■ Data provided ■
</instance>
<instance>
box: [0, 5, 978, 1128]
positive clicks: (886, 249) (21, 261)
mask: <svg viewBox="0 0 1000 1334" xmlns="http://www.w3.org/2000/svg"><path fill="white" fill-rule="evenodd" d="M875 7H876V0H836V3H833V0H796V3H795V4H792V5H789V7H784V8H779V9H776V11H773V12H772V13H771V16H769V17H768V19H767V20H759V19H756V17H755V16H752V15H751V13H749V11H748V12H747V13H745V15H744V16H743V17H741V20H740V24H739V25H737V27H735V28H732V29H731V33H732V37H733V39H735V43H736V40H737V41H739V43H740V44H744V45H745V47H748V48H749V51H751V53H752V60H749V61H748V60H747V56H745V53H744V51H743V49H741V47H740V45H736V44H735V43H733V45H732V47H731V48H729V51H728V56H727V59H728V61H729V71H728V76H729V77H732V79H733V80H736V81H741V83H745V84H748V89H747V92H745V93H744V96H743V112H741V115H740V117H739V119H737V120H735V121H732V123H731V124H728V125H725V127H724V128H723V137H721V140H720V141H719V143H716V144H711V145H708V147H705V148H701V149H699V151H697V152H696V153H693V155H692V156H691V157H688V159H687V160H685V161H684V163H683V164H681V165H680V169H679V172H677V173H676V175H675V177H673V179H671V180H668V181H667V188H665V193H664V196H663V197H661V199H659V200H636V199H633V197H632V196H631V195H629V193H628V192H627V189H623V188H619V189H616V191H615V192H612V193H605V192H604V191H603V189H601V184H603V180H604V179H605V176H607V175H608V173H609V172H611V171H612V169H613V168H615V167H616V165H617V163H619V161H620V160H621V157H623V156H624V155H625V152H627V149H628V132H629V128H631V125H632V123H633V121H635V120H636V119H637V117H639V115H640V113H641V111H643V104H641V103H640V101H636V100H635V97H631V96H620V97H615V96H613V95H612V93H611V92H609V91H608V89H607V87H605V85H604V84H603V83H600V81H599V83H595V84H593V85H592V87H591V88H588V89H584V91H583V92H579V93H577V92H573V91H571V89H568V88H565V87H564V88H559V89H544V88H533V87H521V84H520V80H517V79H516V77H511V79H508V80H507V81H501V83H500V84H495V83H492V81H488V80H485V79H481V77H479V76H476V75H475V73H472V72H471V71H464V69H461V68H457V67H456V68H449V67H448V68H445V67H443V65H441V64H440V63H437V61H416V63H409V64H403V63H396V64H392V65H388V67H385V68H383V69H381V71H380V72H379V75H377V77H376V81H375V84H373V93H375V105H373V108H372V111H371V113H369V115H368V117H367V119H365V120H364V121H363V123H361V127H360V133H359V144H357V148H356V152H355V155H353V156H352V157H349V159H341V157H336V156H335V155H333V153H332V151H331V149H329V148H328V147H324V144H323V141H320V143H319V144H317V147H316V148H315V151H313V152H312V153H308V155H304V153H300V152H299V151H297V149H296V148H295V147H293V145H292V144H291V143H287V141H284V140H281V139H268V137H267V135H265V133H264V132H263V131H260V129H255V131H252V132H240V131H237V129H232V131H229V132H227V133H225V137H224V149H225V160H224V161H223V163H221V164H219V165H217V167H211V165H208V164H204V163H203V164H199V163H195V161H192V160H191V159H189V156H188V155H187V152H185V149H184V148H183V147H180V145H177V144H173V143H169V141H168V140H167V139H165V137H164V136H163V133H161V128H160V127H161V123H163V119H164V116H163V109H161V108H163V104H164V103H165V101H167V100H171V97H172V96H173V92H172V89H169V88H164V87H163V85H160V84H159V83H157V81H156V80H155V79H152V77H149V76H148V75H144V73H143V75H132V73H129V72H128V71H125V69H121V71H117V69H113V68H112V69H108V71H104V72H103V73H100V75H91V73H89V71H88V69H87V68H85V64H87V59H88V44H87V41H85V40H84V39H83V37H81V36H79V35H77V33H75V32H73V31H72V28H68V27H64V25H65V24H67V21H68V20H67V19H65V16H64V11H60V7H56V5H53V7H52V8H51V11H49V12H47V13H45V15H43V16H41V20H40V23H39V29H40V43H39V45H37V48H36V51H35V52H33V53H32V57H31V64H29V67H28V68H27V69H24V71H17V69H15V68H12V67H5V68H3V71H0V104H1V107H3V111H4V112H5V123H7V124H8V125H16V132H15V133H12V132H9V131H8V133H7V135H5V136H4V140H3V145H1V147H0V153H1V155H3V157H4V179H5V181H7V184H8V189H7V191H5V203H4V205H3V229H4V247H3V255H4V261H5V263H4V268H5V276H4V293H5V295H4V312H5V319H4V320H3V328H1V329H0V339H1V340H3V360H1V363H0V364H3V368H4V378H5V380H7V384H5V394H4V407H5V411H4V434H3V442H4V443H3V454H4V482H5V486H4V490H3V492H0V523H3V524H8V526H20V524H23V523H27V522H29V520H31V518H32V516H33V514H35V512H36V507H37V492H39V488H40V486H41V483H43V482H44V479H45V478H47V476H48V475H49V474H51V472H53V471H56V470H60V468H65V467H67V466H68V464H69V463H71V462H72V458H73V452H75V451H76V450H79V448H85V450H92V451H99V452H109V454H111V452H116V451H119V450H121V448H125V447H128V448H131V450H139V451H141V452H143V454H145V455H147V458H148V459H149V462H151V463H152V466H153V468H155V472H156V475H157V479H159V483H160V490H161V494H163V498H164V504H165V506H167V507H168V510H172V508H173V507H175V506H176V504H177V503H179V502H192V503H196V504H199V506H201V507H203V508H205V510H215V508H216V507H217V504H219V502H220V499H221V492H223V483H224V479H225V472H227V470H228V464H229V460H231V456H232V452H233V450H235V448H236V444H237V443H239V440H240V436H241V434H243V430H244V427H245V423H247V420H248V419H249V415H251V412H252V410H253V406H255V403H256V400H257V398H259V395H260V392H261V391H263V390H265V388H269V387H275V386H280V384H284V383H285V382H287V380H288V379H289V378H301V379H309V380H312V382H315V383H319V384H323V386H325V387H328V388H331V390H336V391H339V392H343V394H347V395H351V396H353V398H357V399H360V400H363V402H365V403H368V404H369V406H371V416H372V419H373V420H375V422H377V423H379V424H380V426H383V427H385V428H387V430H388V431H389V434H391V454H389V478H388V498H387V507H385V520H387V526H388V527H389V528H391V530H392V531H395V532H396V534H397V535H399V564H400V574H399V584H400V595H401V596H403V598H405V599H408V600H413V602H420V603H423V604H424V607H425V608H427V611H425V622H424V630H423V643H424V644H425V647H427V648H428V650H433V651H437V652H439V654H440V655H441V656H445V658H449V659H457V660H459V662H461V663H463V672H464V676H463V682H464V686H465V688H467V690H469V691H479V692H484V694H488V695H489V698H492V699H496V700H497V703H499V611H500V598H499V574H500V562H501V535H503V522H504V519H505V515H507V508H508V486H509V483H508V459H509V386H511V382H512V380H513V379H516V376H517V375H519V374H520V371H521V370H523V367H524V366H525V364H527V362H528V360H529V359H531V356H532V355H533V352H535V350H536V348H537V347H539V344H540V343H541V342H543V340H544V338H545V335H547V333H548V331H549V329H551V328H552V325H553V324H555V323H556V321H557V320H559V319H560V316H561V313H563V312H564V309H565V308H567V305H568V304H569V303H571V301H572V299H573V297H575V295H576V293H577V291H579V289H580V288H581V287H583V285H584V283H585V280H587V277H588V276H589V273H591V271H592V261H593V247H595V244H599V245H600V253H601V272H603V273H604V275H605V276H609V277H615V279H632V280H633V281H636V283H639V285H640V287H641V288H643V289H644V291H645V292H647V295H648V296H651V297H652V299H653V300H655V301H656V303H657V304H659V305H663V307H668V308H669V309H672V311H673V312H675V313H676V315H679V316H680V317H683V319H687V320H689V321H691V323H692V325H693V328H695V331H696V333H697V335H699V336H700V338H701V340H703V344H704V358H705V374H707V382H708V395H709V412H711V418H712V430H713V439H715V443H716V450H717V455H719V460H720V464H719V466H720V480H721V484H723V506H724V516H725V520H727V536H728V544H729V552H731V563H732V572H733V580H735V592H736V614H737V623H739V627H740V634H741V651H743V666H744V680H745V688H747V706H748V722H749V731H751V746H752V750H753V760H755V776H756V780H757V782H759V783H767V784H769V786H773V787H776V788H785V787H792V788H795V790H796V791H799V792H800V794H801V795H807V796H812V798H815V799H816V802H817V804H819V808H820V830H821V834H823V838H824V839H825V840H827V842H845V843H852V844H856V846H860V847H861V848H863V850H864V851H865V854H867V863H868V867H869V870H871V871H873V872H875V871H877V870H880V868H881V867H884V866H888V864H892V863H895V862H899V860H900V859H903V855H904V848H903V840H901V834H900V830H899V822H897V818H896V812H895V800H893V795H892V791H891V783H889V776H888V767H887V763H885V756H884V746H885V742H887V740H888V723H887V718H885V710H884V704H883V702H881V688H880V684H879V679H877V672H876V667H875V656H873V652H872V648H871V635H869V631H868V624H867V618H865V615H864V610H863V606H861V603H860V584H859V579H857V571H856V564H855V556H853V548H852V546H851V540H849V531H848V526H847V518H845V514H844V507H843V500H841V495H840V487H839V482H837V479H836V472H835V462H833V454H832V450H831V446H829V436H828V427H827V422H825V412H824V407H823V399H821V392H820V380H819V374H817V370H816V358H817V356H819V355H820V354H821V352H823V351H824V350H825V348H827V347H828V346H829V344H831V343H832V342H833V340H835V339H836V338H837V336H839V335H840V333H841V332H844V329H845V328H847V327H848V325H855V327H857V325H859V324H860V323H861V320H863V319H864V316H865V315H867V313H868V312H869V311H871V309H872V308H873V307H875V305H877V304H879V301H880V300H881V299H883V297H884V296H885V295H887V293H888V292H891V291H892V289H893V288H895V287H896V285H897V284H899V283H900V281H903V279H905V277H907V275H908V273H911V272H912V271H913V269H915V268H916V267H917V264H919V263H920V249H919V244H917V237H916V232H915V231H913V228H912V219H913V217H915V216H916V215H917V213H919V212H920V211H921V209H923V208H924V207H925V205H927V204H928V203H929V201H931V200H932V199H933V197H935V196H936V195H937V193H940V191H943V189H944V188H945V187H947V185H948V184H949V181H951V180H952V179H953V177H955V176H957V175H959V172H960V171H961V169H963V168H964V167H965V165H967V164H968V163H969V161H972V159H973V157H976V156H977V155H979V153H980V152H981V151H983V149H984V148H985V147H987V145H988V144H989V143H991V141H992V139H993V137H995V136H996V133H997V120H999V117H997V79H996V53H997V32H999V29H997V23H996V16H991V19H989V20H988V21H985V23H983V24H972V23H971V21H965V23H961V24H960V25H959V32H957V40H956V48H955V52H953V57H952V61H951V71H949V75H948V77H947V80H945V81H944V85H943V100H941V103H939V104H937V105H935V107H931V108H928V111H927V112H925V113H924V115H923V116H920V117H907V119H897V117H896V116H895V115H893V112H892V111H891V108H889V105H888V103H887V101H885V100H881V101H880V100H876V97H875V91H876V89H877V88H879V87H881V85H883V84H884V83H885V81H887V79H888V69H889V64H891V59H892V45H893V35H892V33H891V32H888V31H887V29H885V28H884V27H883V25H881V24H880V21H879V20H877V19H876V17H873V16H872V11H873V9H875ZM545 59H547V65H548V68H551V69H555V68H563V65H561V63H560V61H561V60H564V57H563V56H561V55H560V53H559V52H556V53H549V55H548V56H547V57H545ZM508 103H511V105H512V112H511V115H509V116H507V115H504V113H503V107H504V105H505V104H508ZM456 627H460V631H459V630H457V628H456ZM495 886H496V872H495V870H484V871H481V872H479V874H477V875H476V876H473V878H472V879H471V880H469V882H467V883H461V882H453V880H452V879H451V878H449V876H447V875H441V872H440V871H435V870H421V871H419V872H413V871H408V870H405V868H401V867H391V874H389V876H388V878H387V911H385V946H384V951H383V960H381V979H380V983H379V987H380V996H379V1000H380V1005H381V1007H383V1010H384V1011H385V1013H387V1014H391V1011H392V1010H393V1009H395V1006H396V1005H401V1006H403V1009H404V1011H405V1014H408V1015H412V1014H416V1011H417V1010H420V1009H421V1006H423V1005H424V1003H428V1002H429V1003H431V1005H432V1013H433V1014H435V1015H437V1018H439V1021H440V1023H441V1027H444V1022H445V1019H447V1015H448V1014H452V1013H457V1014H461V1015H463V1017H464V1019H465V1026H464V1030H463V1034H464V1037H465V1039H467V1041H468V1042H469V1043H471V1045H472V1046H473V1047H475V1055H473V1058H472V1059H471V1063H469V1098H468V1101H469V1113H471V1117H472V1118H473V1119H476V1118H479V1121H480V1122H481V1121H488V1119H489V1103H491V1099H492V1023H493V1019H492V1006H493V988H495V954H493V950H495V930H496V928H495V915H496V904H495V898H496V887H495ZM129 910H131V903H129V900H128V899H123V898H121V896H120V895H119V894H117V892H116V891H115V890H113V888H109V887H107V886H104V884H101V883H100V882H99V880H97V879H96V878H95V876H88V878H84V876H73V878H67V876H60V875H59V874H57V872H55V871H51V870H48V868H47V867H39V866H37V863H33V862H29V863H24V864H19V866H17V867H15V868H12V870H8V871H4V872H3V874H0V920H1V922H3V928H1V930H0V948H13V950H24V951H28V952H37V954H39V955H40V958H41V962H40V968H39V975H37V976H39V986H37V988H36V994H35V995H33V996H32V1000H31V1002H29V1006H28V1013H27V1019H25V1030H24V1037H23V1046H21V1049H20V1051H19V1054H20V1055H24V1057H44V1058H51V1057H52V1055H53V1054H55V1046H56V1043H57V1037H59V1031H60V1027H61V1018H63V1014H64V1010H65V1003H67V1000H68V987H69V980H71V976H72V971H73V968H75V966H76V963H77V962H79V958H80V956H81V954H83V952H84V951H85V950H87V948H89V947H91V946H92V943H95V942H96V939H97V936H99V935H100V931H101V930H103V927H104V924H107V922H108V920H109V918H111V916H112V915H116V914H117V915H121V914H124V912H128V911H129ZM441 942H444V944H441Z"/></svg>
--
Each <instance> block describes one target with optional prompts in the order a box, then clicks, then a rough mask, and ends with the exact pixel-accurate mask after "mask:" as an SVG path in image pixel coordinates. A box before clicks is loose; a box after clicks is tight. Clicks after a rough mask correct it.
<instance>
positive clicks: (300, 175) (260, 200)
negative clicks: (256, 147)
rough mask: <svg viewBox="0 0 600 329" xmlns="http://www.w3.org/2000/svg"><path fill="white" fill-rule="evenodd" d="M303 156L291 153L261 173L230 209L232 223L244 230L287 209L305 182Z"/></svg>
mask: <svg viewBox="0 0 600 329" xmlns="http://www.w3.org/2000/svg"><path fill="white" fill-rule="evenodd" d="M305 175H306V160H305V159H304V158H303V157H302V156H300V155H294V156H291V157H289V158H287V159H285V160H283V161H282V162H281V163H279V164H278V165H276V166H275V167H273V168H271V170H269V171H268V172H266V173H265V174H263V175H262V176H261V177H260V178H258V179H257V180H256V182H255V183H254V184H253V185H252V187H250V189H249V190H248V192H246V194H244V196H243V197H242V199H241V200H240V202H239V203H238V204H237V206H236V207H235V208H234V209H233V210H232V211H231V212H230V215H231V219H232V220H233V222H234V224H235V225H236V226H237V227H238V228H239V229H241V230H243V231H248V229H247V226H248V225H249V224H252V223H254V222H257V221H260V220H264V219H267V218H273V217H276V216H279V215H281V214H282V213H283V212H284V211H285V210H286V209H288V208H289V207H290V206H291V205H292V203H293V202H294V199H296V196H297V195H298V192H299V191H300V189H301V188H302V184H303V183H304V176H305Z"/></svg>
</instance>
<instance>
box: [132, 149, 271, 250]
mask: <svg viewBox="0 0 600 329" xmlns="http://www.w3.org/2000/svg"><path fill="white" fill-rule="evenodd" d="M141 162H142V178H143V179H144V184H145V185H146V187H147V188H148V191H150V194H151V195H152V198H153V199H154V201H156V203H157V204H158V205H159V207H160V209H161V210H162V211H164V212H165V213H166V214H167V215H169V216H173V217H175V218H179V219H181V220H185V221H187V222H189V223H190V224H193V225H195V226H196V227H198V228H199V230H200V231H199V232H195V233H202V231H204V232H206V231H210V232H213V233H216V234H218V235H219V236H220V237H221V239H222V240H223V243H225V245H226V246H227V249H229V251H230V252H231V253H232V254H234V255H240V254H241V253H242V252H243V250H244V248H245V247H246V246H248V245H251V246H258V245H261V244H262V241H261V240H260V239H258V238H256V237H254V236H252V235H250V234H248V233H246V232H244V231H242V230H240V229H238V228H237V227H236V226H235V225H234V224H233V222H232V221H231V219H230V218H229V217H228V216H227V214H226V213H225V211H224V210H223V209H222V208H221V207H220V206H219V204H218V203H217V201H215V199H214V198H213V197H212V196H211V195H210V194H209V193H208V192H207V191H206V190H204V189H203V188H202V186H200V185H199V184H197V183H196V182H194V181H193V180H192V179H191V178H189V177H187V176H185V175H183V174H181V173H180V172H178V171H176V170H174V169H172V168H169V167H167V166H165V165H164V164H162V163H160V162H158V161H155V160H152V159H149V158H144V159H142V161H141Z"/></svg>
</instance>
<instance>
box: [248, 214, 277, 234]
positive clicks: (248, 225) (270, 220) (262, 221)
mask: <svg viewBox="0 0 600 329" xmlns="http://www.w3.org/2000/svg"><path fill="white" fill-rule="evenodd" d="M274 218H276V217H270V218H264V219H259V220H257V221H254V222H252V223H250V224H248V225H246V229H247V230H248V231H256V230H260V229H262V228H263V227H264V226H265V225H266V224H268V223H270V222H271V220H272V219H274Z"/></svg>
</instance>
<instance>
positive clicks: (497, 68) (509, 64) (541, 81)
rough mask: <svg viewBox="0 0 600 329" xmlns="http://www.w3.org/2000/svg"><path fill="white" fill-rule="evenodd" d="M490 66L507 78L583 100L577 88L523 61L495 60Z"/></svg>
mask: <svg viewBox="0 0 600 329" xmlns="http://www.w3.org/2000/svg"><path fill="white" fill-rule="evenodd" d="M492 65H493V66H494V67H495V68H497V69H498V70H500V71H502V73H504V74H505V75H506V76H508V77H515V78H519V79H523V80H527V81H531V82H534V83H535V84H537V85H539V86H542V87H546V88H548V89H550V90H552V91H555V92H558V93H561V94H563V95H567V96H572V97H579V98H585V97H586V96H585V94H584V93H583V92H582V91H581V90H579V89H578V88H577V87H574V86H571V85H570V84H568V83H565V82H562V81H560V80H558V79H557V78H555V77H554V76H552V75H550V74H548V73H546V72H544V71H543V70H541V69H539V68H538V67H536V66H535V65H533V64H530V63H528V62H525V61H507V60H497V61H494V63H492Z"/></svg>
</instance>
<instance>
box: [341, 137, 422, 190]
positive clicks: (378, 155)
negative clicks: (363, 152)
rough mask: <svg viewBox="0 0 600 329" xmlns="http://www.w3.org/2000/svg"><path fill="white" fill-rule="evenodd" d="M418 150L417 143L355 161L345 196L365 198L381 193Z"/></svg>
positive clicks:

■ What to work on ■
Extract from the entries above each line in which the string "rough" occurs, reproducing every such line in full.

■ Reply to the task ■
Each <instance> block describes one target with optional prompts in the order a box, then clicks, then a rough mask, and ends with the exact pixel-accurate mask after "mask:" as an SVG path in image pixel coordinates. A box before clicks is loose; a box after clicks is tight. Clicks after a rough mask correct it.
rough mask: <svg viewBox="0 0 600 329" xmlns="http://www.w3.org/2000/svg"><path fill="white" fill-rule="evenodd" d="M303 156L291 153L261 173L230 209L232 223L244 230L287 209L305 182Z"/></svg>
rough mask: <svg viewBox="0 0 600 329" xmlns="http://www.w3.org/2000/svg"><path fill="white" fill-rule="evenodd" d="M490 66L507 78L583 100L577 88L523 61L495 60Z"/></svg>
rough mask: <svg viewBox="0 0 600 329" xmlns="http://www.w3.org/2000/svg"><path fill="white" fill-rule="evenodd" d="M418 150L417 143L355 161L345 196L365 198L381 193Z"/></svg>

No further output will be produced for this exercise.